ACTIONS TO TAKE:
- 1) Reproduce the passage on self-driving cars and traffic congestion from "In the following" up to and including "congestion is reduced).".
- 2) Write the next part of the passage on self-driving cars and traffic congestion, beginning after its final sentence.

PASSAGE:
In the following we will first look the reasons why self-driving cars are likely to reduce congestion compared to human-driven cars. Items 1 and 2 show that there is significant potential for congestion-reduction (which in turn means that the risk of induced mobility leading to more congestion is reduced).
1. Driving behavior: The driving behavior of a self-driving car differs from the driving behavior of human drivers. Autonomous cars don’t exhibit the lane-hopping and other congestion-creating behavior. Simulations have found that even a small percentage of self-driving cars among many human-driven cars on a lane reduces congestion because the self-driving vehicles help to smoothen the traffic flow. Self-driving vehicles also reduce the typical delay of the average human driver at a stop light turning green and thus ensure that more vehicles can pass that stop light in a given time frame. A self-driving vehicle will not sit idle for a second after the car in front has started moving. This number can be further increased if the self-driving car uses an optimized acceleration pattern at a stop light. Thus, with an increasing ratio of self-driving cars, the throughput will increase at the bottlenecks which will lead to significant reduction of congestion.
2) Road capacity utilization: 2a) Road space: Self-driving fleet cars used for urban driving will be smaller and thus use less road capacity. Self-driving cars will also systematically adhere to an optimal minimum distance to the car in front which significantly increases the number of vehicles that a given road segment can support during heavy traffic. 2b) Parking space: Fleets of self-driving cars will be in operation most of the time, especially when mobility demands (and with it traffic) is high. Thus cities will need much less parking space and can use parking space of other purposes. In some cases, parking spaces could be turned into additional lanes, further increasing throughput. This is an option but we expect most of the parking spaces that are freed up to be put to other use. Note that self-driving car fleets may need very little dedicated parking space because they could simply use existing lanes that are no longer needed during off-peak times or at night for parking. 2c) Convoy driving: As the ratio of self-driving cars in traffic increases, these cars will more frequently find another self-driving car in front or behind and can then coordinate their driving behavior. This can lead to further reduction of distances between the cars and can further improve reaction times at stop lights. 2d) Lane sharing: Self-driving cars can drive consistently with more lateral precision than human drivers. Thus they can operate on narrower lanes. This also makes it possible that more self-driving cars can drive next each other than the number of lanes available. For example, three self-driving cars may ride next to each other on a two-lane highway. This could be another variant of convoy driving and would need communication between the vehicles. 2e) Micro-cars: Very small self-driving pods could be built so that two of them fit next to each other on a single lane. An example has been proposed by Harald Buschbacher (although these two wheelers with auto-retractable stabilizer wheels are envisioned as personal rapid transit vehicles using their own very narrow lanes).
The previous 2 items (Driving behavior and road capacity utilization) ensure that the congestion-inducing effect of a self-driving car is much lower than the average human-driven car which in turn allows to significantly increase the number of person-miles traveled without increasing congestion. But the next item is the key reasons why we can be confident that self-driving car fleets will not increase congestion, even if they significantly increase the number of person-miles:
3) Internalizing the costs of congestion paves the way for combating congestion:
Today, congestion on our roads leads to enormous economic costs. Unfortunately, these costs are distributed among the many traffic participants which at the same time are cause and victims of congestion. It is difficult to unleash market forces to find ways for reducing congestion because it is difficult to set prices for congestion-free roads nor can we correctly attribute congestion-costs to those who cause it and make them pay. This changes once shared fleets of self-driving cars provide a significant share of local mobility because these fleets internalize a sufficiently large part of congestion costs.

DATA SECTION:
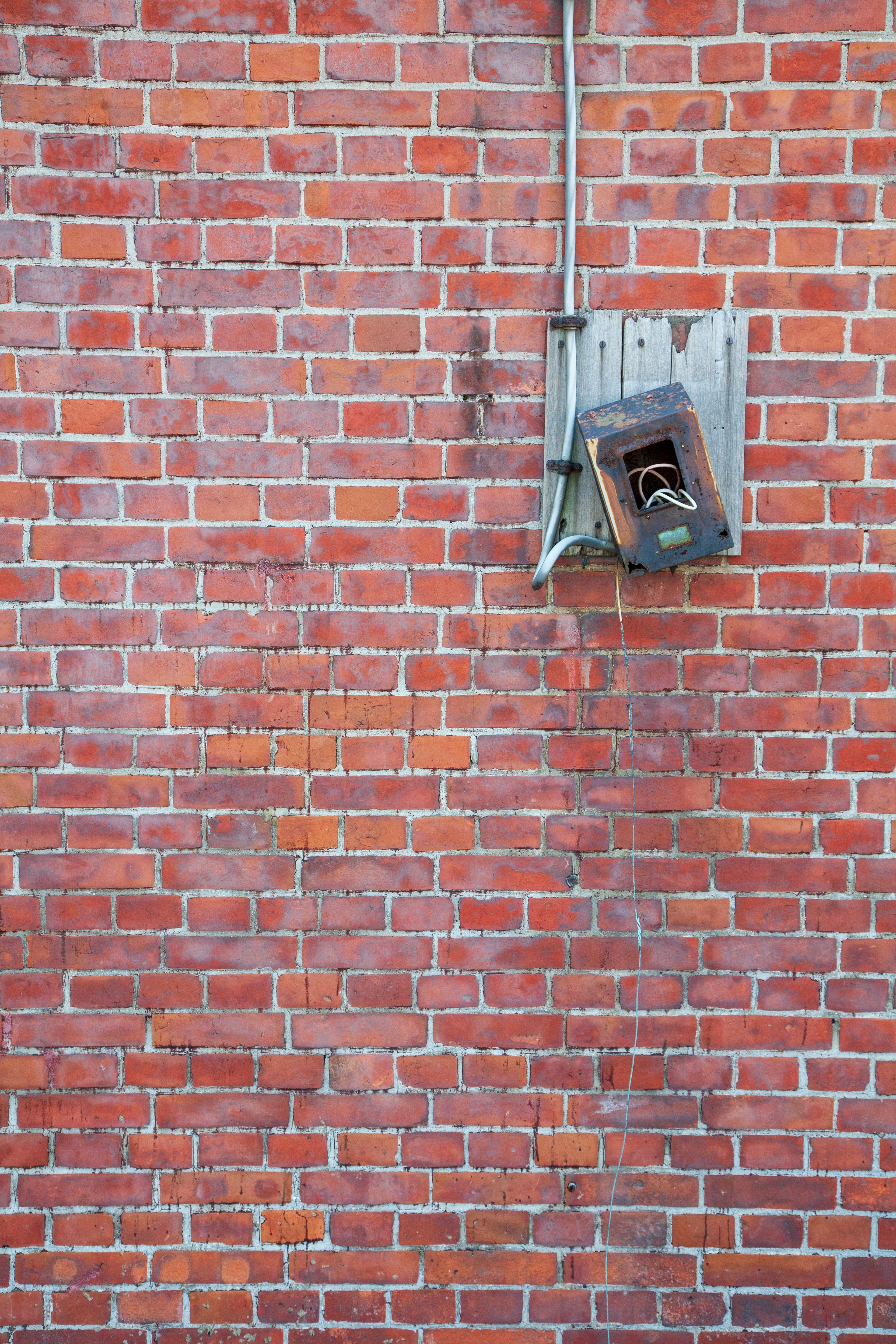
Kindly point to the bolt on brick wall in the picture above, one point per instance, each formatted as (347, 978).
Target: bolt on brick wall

SOLVED PROBLEMS:
- 1)
In the following we will first look the reasons why self-driving cars are likely to reduce congestion compared to human-driven cars. Items 1 and 2 show that there is significant potential for congestion-reduction (which in turn means that the risk of induced mobility leading to more congestion is reduced).

- 2)
Fleet managers will focus on the bottom line and they have every incentive to maximize their return on capital. They will try to minimize the size of their fleet and to maximize the throughput of their cars. To them, congestion translates directly to cost. When they send a car through a congested area, this increases the cost of the car, reduces revenue opportunities and it also reduces the throughput for other cars of the fleet that may need to take the same route a little later. After a few months of operations, fleet controllers will be able to quantify exactly how much their bottom line would improve if the throughput in a certain bottleneck could be improved by a few percent. They would find that many investments in infrastructure, signalling algorithms, routing methods etc. would have a positive return because their costs (of congestion-reducing activities) are lower than their benefits (increased fleet revenues, lower fleet size (capital stock)).
From an economic perspective, shared fleets of self-driving cars aggregate the mobility demands and the congestion-related effects of their large group of customers. This aggregation allows the fleet to find much better ways of handling congestion – taking into account both the preferences of their customers with respect to congestion-related costs, the congestion-inducing effects of different routes and mobility solutions and internal or external potentially costly mechanisms that reduce congestion. The fleet will very clearly understand (and be able to quantify) its effect and the effect of each of their customer’s trips on congestion. In contrast to the individual driver on the way to the office very morning, who is oblivious to his share in making congestion and who simply wants to take the fastest route, the fleet will not be concerned with the speed of the individual trip but will make sure that the trips are routed in such a way that the throughput of all their vehicles will be maximized. The goals of the fleet with respect to congestion are very much aligned with the goal of the city as a whole: that throughput is maximized.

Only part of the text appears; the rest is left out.